*Work instructions*
Print verbatim the lines of the entries from the one containing "of the white" to the last, inclusive, and no others.

*Records of labeled points*
§ §
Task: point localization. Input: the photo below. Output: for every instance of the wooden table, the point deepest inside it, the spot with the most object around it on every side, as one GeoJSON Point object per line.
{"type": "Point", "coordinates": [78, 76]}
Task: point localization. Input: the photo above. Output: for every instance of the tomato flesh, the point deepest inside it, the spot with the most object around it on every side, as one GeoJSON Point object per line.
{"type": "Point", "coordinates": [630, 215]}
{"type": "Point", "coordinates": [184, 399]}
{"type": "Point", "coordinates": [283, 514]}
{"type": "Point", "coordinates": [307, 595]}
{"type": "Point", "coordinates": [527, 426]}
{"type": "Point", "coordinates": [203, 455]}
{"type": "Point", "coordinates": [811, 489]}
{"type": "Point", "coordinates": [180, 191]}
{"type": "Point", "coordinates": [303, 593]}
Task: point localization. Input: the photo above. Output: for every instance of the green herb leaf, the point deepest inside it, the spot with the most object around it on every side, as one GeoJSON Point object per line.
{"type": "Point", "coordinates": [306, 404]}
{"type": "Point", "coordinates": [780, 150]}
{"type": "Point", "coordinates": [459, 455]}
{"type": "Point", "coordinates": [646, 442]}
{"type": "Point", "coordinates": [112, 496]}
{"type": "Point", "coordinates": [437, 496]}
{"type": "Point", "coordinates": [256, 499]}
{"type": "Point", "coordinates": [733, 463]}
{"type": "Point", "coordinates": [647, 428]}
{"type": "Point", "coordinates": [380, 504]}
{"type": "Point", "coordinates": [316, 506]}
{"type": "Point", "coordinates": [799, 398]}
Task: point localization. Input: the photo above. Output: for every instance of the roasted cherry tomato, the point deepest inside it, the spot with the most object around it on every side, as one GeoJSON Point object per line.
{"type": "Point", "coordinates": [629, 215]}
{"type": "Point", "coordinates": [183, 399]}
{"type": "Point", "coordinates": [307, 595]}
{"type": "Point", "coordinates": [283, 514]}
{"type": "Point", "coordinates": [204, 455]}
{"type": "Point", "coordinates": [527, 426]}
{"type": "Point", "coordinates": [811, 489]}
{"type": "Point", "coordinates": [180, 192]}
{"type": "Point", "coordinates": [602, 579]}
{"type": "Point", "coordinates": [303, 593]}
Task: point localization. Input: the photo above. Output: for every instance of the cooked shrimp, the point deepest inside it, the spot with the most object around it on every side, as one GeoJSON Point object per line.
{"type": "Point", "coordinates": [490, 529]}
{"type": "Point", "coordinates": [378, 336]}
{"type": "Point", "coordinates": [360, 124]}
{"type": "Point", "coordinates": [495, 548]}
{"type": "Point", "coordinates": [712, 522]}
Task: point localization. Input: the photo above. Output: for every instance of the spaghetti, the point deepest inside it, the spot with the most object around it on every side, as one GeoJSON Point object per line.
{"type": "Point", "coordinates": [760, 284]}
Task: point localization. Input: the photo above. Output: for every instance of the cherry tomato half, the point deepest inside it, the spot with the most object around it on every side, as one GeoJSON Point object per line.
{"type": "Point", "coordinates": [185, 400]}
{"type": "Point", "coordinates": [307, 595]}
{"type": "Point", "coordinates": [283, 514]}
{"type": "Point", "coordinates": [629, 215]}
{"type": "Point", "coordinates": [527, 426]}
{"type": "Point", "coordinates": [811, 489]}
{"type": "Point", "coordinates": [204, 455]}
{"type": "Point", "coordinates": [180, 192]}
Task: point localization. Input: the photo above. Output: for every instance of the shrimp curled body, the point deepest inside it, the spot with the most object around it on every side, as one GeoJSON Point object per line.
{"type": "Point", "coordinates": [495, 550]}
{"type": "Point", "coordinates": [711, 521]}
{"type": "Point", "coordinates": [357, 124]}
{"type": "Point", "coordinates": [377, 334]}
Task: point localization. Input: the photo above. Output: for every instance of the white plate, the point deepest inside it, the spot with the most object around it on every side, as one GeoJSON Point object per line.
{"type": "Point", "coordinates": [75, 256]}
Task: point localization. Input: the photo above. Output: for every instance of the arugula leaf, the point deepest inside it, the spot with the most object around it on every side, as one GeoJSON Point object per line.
§ §
*Solution for this exercise*
Task: point localization. Input: the photo above. Output: for every instance of the white plate, the point deepest inside it, the spot with the most object around it on every side, as one GeoJSON Point object per line.
{"type": "Point", "coordinates": [75, 256]}
Task: point localization. Input: the photo above. Output: for every instance of the arugula leaf, the point deepest inside it, the spot with the most object around it on every side, as one GeoJSON Point object per line.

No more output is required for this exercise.